>>>

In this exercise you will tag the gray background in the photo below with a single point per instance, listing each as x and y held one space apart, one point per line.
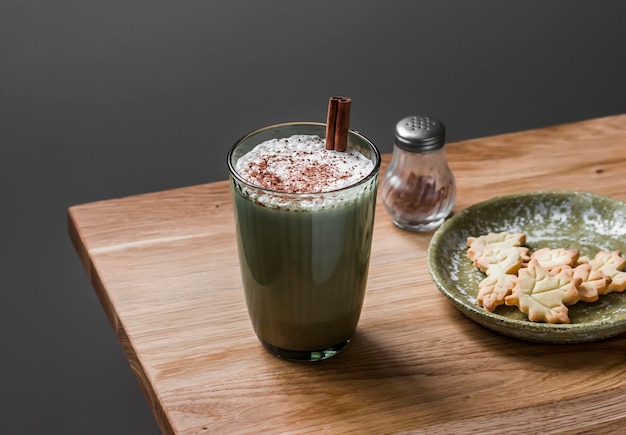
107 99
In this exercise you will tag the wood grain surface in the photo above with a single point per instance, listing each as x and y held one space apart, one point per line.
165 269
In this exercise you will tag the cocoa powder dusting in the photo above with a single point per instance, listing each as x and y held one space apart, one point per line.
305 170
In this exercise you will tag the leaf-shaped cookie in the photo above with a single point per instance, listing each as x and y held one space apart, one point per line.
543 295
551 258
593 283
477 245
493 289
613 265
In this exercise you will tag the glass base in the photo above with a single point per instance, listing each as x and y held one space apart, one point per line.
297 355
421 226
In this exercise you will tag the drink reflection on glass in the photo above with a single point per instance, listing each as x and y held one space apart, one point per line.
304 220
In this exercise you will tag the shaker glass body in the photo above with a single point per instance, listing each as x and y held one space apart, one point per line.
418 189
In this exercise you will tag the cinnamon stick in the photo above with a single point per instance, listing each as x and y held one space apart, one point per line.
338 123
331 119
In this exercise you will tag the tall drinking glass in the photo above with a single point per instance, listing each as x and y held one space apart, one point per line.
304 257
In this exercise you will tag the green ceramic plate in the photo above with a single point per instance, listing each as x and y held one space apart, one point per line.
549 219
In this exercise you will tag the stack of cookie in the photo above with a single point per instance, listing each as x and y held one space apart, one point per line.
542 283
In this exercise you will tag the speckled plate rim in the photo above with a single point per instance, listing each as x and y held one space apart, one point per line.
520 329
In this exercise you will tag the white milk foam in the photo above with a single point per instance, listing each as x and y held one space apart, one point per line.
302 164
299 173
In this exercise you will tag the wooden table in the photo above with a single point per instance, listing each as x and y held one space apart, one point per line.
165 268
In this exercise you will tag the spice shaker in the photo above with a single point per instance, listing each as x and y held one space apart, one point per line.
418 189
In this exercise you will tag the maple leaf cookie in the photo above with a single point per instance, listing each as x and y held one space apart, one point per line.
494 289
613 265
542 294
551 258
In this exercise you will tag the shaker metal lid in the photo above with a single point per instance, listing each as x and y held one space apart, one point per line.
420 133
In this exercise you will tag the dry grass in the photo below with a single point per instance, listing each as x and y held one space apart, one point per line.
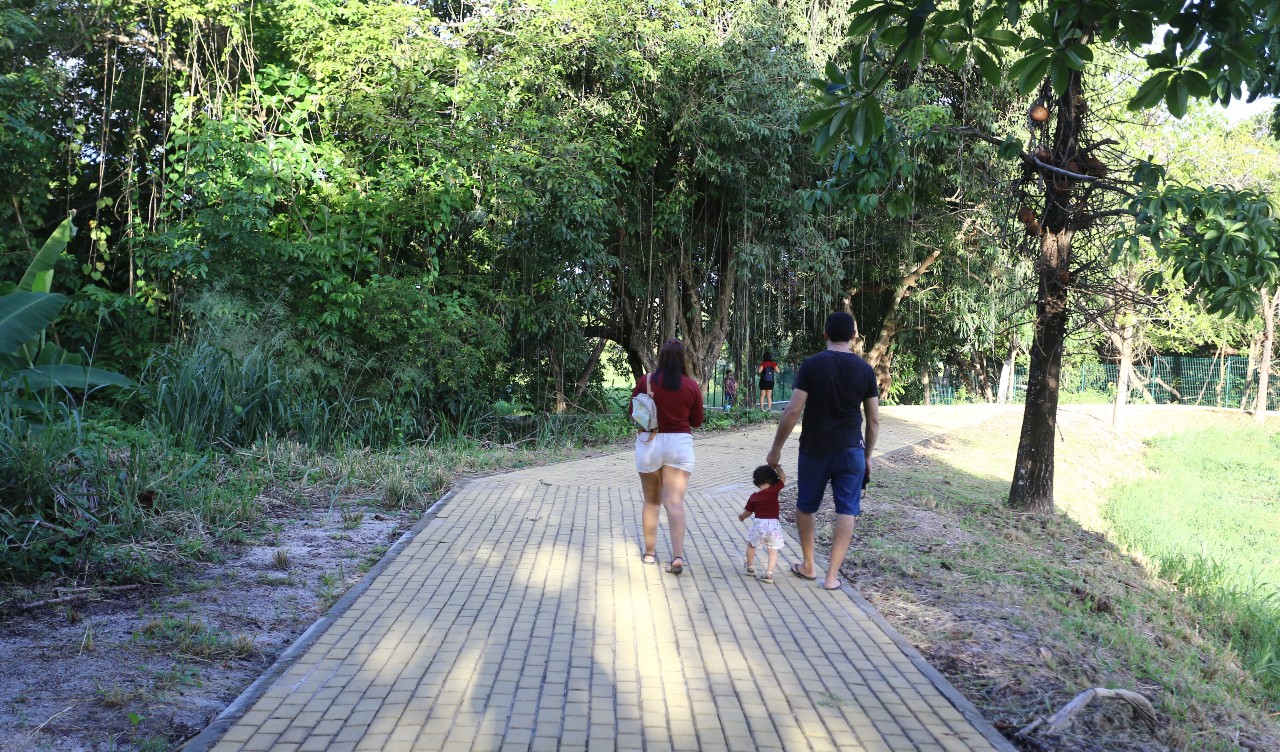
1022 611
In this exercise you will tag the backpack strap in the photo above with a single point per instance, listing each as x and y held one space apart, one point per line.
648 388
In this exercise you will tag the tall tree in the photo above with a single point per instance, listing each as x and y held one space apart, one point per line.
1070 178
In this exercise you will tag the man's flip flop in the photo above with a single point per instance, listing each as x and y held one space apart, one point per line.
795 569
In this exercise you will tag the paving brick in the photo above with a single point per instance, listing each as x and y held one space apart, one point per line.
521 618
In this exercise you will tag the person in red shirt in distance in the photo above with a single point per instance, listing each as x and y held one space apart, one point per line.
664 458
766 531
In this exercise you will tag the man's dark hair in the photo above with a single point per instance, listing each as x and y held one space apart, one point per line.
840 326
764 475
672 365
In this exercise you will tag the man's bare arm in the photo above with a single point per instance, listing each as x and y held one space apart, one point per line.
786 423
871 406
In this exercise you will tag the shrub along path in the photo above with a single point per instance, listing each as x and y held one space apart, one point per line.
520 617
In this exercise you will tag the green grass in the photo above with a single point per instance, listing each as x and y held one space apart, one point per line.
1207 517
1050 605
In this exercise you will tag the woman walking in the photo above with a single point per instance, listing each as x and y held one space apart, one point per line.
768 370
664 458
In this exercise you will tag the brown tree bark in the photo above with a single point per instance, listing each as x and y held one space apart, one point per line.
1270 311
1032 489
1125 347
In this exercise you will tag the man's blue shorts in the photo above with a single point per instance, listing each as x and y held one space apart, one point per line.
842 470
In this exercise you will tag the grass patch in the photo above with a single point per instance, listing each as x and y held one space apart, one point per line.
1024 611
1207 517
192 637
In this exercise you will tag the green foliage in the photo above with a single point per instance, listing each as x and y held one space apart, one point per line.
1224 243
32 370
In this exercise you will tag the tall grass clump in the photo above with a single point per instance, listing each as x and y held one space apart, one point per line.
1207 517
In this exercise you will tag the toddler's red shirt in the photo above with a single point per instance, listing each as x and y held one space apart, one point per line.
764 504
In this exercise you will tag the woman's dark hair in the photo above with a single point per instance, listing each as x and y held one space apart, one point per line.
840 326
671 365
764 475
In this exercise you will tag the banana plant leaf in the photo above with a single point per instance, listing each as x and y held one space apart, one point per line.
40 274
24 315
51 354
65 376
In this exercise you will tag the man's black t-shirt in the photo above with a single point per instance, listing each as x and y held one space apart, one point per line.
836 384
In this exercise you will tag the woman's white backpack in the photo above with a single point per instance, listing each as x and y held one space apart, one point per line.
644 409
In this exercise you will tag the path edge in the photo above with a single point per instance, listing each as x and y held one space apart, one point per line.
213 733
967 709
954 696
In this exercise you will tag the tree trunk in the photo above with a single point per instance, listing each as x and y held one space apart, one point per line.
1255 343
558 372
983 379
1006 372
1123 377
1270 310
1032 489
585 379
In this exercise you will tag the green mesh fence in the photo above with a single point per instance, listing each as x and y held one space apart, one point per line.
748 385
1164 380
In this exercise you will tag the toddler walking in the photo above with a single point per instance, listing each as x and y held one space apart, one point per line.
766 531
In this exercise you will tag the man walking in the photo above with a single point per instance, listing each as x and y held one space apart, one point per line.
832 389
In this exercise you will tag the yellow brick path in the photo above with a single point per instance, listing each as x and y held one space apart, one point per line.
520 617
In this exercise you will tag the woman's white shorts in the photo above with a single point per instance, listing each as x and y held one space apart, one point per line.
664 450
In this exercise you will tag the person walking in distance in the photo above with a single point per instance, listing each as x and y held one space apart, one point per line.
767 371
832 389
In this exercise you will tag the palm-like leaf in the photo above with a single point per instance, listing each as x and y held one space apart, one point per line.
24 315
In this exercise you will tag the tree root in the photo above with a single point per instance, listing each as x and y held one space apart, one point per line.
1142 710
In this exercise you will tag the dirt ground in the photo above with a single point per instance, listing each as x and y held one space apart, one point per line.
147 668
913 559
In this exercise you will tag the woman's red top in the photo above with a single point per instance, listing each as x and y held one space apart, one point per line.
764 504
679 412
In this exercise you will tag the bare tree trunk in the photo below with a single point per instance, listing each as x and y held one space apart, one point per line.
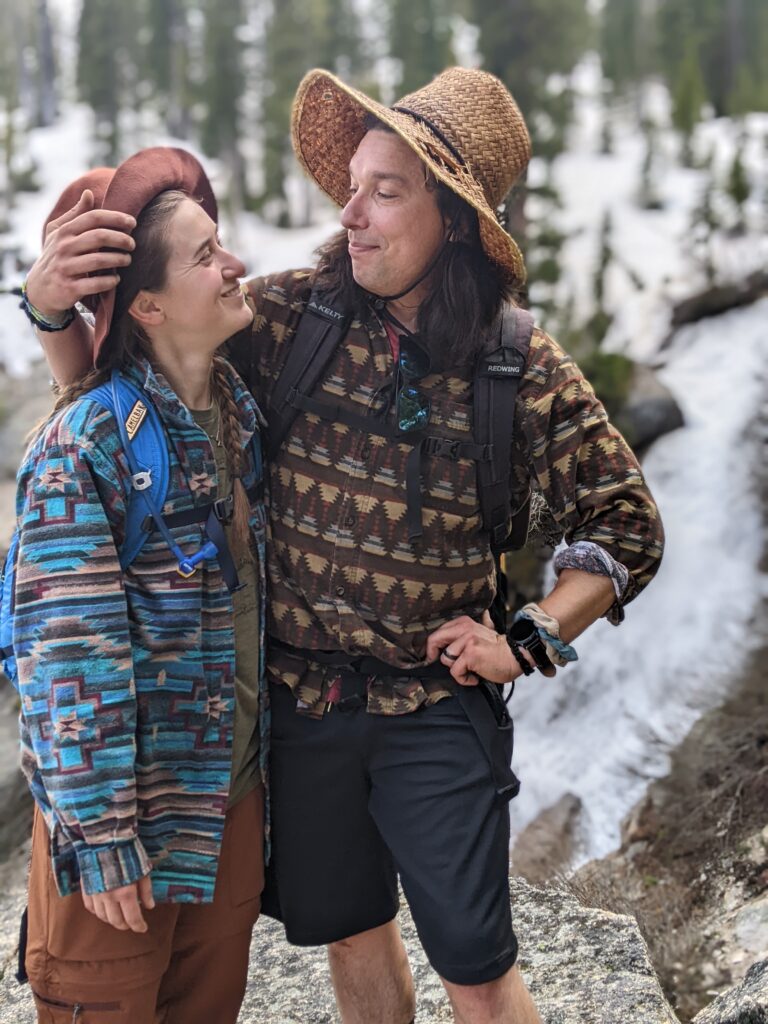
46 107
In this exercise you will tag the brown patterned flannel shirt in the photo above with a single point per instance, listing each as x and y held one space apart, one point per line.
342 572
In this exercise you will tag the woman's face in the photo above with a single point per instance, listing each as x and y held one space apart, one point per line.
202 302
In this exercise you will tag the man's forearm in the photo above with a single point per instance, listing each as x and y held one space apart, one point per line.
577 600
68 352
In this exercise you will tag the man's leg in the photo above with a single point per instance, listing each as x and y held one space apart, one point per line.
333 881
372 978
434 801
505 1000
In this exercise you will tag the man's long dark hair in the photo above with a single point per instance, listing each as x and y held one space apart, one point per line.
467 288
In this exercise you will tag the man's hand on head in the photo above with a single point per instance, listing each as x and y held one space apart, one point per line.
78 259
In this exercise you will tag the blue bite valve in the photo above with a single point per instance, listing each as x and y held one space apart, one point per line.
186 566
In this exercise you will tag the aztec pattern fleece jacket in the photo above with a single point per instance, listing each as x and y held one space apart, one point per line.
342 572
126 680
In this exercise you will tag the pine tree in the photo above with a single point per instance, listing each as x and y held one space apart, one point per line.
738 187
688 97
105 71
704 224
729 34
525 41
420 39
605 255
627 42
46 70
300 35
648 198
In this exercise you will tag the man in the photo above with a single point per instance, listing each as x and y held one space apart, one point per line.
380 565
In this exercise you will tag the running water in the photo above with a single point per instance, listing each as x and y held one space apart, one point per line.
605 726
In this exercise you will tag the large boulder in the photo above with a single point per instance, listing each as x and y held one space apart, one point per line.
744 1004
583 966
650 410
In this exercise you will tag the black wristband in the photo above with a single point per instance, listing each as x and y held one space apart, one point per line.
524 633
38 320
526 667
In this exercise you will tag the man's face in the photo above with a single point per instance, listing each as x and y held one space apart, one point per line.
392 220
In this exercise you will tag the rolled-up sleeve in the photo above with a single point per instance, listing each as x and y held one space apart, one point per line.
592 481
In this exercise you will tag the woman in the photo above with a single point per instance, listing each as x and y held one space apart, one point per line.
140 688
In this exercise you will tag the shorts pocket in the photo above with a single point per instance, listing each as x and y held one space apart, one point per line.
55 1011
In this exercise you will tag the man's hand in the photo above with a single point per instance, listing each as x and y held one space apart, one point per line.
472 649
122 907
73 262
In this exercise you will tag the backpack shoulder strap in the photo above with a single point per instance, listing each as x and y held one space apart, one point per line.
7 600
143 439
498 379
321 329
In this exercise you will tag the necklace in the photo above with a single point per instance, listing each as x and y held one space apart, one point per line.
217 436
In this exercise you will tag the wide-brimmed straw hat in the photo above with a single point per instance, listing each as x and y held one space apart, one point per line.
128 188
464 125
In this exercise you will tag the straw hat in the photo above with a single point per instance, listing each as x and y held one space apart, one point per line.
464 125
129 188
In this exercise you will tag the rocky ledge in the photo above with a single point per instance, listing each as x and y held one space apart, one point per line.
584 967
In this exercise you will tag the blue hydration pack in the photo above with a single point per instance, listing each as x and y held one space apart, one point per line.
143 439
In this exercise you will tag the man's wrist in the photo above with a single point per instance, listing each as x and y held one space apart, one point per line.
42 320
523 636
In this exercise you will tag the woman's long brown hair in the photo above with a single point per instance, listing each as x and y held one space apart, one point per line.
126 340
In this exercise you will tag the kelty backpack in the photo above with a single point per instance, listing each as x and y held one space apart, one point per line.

<<<

#### [GOAL OF THE EXERCISE]
Starting at the line that contains "In this exercise you will tag the backpack shoulder" and continuing through the end of the material above, rewrite those lines as a numbered list, omitting any blank lines.

#### [REPLY TO THE EXERCISE]
1. In this exercise you will tag the backpack shoulder strap in the photo above with a single point per instance, listing each as x and y held one space apart, one point per line.
2. 7 600
3. 143 439
4. 498 379
5. 321 329
6. In this exercise you will tag the necklace in the photo above with a single point per instance, listing each as x and y held one space apart, one point per line.
7. 217 436
8. In this exercise you will tag the wide-brimmed straw hat in the photo above with a single point per instance, listing each as x and y held one space apart, one point per line.
9. 128 188
10. 464 125
11. In this exercise you will tag the straw hat in the photo above with a single point per instance, listing each as x and y held one space apart, one point per line.
12. 464 125
13. 129 188
14. In this exercise you will tag the rocky ledge in the photo above with a single point per instance, listing each as x and y held one space apart, one point per line.
15. 584 967
16. In this exercise you will tag the blue hydration pack in the photo above with a single point per instance, listing each as x and y held one space apart, one point per line.
17. 143 439
18. In this exercise you will tag the man's wrist in the photo above with a single point per instance, listing each as x and y held one space apart, one point per line.
19. 42 320
20. 523 636
21. In this exercise you will tag the woman's long brown hair in the photo above with a single point per instance, listing each as x and y held one space apart, one point per line.
22. 126 340
23. In this exercise you will tag the kelty backpack in the photo above with a single point per instance, listing each as x and y held one space apart, one point per line.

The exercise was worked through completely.